Could you render the records below as a two-column CSV with the header record_text,points, one row per record, putting each record's text and its answer in a single quoted field with line breaks turned into spaces? Leave the pictures out.

--- START OF Data supplied ---

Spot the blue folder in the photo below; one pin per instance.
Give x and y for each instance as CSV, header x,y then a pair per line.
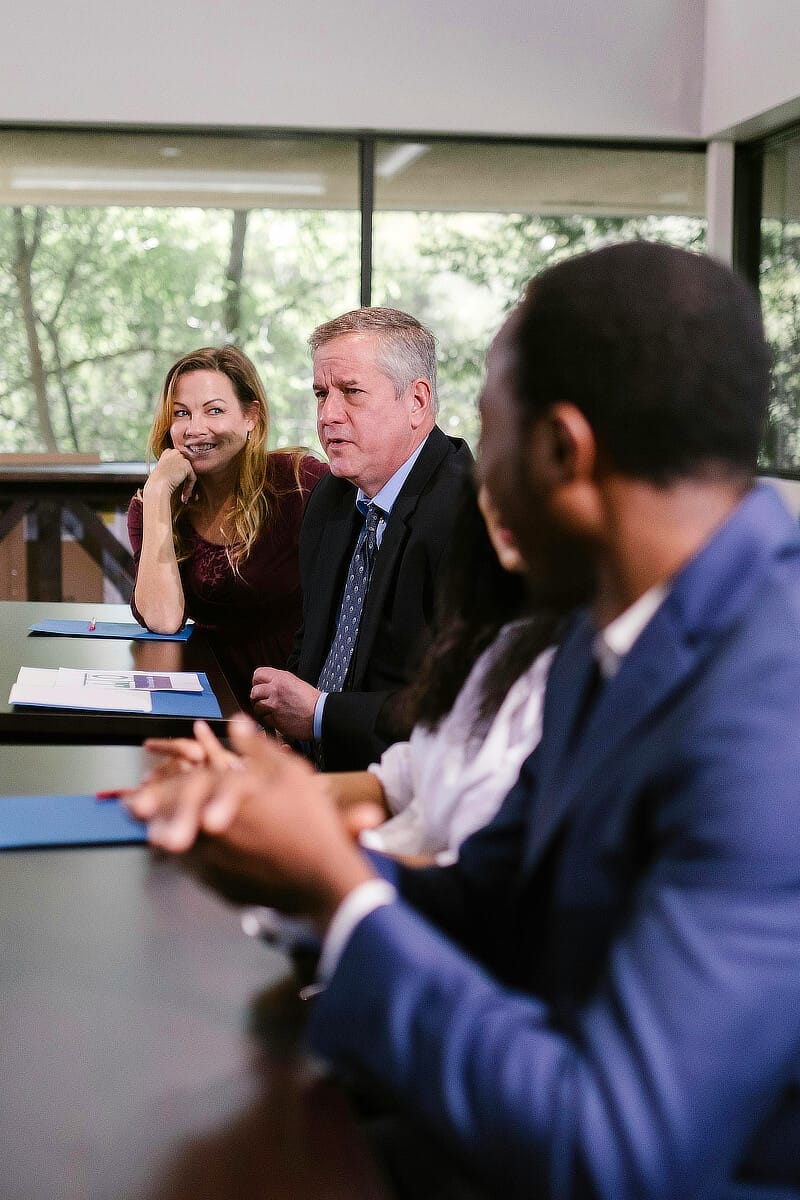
x,y
31,821
128,630
163,703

--- END OF Data supplied ---

| Task solution |
record_text,points
"Spot the blue folder in the photo below; one pin per instance. Give x and y for each instance as CSV, header x,y then a pair per line.","x,y 31,821 128,630 163,703"